Parts of the exercise
1. Answer these questions from the article on HIV's route from Africa to Haiti:
(a) Beginning around what year did HIV spread to the United States and much of the rest of the world?
(b) In what year was AIDS officially recognized in the U.S.?
(c) Which species of HIV is largely confined to parts of Western Africa?
2. Carry the article on HIV's route from Africa to Haiti forward, starting after its last sentence.

Saturday, January 16, 2010

AIDS Virus Traveled to Haiti, Then U.S., Study Says




HIV went directly from Africa to Haiti, then spread to the United States and much of the rest of the world beginning around 1969, suggests an international team of researchers.
The findings settle a key debate on the history and transmission route of the deadly virus, the scientists say.

Even before HIV was identified as the cause of AIDS, Haiti's role in the disease epidemic had been hotly debated.
When AIDS was officially recognized in 1981 in the U.S., for instance, the unusually high prevalence of the disease in Haitian immigrants fueled speculation that the Caribbean island was the source of the mysterious illness.
Another theory held that the AIDS epidemic spread from the U.S. in the mid-1970s after Haiti became a popular destination for sex tourism.
Scientists led by Michael Worobey, an evolutionary biologist at the University of Arizona, Tucson, tried to solve the puzzle by tracing back the family history of the virus subtype blamed for the epidemic in North America.
The findings suggest that native Haitians carried the disease back to their island from Africa soon after the virus's emergence there.

HIV is commonly transmitted through tainted blood transfusions, dirty needles, and unprotected sex. Infections often lead to a life-threatening condition in which the body's immune defenses are systematically disabled.
Two species of HIV can infect humans—HIV-1 and HIV-2. The former is more virulent, more easily transmitted, and accounts for the lion's share of global HIV infections. HIV-2 is less infectious and is largely confined to parts of Western Africa.

Saved entries
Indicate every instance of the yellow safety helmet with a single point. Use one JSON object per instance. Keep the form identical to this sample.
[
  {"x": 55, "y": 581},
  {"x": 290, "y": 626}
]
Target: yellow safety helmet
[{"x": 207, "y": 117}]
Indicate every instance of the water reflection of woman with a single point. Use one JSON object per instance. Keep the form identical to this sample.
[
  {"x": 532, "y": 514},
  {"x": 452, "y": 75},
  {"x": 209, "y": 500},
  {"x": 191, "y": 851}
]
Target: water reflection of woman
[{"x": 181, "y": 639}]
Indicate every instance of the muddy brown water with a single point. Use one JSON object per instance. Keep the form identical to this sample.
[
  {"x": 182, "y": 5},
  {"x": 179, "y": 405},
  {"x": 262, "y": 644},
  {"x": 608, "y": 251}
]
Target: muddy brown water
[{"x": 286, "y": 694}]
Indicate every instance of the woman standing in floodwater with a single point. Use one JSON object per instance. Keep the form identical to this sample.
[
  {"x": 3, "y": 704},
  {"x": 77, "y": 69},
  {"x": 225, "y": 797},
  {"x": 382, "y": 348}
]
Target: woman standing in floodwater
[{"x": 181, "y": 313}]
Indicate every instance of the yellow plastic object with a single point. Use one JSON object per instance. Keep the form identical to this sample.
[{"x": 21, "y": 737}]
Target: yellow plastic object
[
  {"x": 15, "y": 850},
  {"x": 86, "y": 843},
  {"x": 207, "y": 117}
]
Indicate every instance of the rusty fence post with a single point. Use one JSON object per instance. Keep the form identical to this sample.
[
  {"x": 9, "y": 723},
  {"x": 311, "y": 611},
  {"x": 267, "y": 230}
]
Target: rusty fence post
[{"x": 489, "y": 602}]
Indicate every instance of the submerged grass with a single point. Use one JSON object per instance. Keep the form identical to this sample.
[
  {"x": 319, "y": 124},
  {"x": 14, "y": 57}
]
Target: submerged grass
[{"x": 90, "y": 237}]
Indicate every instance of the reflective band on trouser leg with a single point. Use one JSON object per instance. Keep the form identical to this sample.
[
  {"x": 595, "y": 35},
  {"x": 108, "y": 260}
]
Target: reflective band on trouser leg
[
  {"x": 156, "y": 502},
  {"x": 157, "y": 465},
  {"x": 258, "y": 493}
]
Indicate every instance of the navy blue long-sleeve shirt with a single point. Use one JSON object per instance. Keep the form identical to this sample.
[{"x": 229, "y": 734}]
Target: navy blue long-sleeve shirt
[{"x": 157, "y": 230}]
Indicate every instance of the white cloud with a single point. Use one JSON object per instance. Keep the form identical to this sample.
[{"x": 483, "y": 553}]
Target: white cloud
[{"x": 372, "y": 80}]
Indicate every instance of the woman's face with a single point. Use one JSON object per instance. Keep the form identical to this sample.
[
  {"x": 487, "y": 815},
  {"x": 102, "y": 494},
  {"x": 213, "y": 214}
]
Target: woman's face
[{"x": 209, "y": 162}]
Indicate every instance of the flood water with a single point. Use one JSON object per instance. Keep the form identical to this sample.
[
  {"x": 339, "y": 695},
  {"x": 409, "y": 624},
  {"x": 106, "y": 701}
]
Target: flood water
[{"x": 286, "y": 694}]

Answers provided
1.
(a) 1969
(b) 1981
(c) HIV-2

2.
Based on differences in one of the nine genes that make up the virus, HIV-1 is placed in three major groups. The most prevalent, Group M, has eight geographically distinct subtypes.

Worobey and his colleagues looked at subtype B. Though it is found mainly in North America and Europe, the strain is present in the most number of countries.
The researchers analyzed tissue samples from five Haitian AIDS patients collected in 1982 and 1983. All five had then recently immigrated to the U.S. and were among the first recognized victims of AIDS.

A family tree constructed from the HIV-1 genes of the five Haitians and subtype B gene sequences from 19 other countries place the Haitian virus at the root of all branches.
"This is strong evidence that HIV-1 subtype B arrived and began spreading in Haiti before it did elsewhere," Worobey said.
It is generally thought that the virus arrived with Haitian professionals returning from Zaire (now the Democratic Republic of the Congo) following a wave of nationalism there in the 1960s.
Using advanced statistical techniques, Worobey and his colleagues estimated that the subtype B strain reached Haiti sometime around 1966 and the United States around 1969.
"Until AIDS was initially recognized in 1981, the virus was cryptically [hiddenly] circulating in a sophisticated medical environment for the better part of 12 years," Worobey said.

Beatrice Hahn is a microbiologist at the University of Alabama in Birmingham who was not involved with the study.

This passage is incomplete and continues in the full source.